━━━━━ Working data ━━━━━
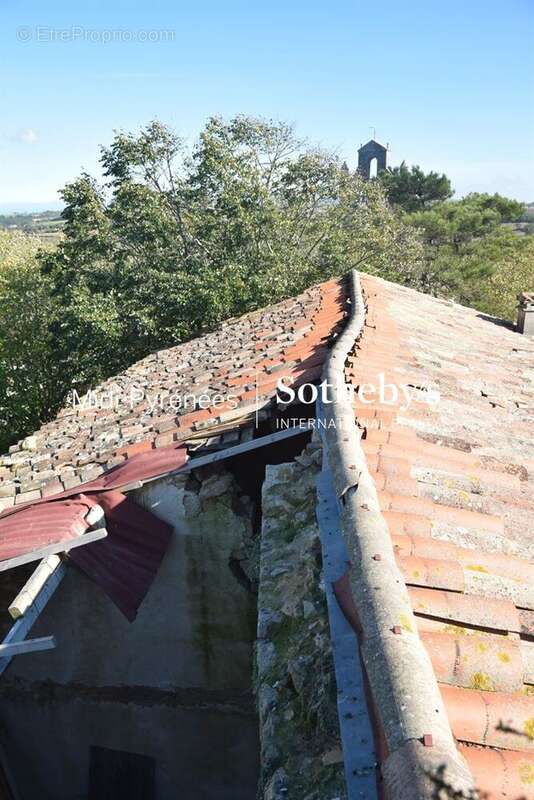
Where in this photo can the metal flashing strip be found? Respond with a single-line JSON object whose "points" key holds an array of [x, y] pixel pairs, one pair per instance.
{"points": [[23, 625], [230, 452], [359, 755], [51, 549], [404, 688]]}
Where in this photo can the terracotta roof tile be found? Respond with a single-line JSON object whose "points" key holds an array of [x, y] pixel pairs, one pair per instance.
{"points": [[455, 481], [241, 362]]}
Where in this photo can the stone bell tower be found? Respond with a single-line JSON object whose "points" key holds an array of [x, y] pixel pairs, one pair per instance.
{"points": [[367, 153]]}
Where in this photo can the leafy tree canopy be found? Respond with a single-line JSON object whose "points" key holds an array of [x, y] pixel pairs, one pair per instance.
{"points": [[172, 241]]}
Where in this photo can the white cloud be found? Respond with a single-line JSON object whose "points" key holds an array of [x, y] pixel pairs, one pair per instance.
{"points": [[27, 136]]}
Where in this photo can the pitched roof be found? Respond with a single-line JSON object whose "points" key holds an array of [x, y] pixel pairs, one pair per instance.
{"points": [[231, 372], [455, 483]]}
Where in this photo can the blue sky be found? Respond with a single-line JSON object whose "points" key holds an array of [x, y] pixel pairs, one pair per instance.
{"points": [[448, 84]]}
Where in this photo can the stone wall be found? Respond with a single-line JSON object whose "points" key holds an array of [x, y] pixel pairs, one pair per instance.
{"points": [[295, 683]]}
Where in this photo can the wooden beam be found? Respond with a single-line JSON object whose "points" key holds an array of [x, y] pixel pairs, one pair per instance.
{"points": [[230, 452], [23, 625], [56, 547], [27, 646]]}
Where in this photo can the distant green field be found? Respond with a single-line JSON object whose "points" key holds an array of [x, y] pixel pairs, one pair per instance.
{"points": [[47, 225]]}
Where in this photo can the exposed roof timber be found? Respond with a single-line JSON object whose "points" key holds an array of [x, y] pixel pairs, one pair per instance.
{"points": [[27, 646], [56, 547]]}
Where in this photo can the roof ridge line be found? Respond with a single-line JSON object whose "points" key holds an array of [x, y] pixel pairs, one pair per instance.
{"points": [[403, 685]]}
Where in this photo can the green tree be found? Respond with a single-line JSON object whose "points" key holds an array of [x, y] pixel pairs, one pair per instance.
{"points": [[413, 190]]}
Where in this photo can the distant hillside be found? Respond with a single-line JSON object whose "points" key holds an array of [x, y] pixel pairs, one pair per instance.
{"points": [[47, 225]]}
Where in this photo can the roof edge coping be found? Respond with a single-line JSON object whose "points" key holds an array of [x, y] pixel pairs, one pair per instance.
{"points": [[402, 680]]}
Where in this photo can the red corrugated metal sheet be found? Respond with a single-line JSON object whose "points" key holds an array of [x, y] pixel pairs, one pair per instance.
━━━━━
━━━━━ Working data ━━━━━
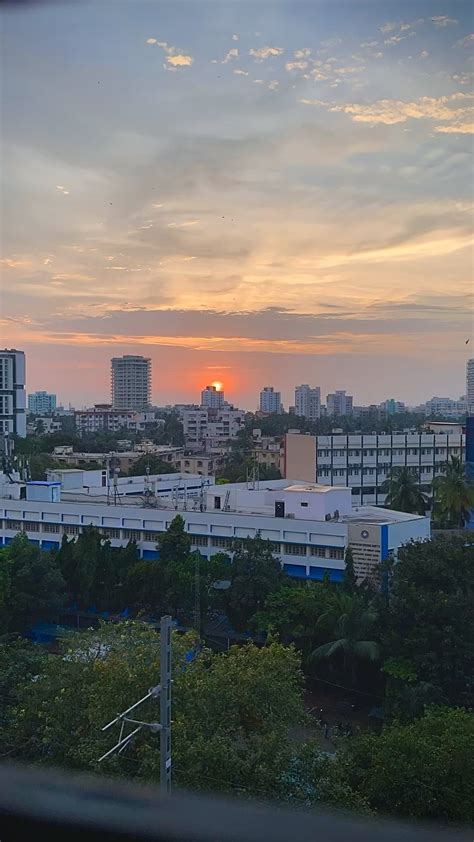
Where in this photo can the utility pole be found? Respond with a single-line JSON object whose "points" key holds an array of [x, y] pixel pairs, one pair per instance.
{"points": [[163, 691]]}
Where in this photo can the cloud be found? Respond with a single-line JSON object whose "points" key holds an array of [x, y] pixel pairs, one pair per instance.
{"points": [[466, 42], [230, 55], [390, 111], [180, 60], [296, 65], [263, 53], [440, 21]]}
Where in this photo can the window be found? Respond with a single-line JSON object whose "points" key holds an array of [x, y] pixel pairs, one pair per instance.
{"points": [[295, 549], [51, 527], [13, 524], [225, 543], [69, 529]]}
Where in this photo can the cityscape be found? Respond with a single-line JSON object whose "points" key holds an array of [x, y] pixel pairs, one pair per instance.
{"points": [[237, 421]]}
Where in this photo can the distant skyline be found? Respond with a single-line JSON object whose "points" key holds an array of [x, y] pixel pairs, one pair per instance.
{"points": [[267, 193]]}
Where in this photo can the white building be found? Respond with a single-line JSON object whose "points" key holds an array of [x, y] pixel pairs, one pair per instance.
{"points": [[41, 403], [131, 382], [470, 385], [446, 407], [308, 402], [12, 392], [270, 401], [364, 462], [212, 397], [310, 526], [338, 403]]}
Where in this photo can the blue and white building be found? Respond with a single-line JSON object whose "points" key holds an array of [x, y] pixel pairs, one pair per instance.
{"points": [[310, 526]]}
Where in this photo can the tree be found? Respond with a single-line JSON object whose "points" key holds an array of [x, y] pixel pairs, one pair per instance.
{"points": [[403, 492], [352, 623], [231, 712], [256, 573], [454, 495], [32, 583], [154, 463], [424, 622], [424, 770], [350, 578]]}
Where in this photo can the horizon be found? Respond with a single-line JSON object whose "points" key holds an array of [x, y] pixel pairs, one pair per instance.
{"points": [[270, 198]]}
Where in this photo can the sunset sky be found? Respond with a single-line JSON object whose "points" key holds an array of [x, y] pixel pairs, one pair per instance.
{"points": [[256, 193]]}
━━━━━
━━━━━ Working data ━━━━━
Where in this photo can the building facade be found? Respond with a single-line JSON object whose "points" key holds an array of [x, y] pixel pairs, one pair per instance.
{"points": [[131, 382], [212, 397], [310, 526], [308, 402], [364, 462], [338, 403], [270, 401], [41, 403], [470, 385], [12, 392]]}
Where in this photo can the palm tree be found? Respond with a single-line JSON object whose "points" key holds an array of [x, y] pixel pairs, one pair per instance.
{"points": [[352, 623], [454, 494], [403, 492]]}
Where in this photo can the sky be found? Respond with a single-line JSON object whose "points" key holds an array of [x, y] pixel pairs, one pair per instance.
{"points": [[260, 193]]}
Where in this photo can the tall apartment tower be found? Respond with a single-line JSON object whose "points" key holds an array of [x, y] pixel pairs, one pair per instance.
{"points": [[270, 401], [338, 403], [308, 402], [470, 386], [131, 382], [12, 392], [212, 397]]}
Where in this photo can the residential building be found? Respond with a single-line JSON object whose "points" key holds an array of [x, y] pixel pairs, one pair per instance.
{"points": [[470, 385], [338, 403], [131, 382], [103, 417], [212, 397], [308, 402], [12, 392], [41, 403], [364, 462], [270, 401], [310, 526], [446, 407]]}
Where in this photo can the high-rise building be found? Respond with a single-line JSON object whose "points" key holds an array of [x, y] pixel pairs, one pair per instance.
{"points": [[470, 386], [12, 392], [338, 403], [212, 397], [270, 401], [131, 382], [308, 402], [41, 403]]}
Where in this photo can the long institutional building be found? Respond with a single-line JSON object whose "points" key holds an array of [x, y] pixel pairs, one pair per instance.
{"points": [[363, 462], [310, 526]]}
━━━━━
(Work instructions):
Return each line above in which the string "skyline" appears, reproducing every such line in full.

(Exercise output):
Where in this photo can the distant skyline be found? Respond with a single-line JSON object whose "points" key holds an array of [x, y] pixel pairs, one pair per instance.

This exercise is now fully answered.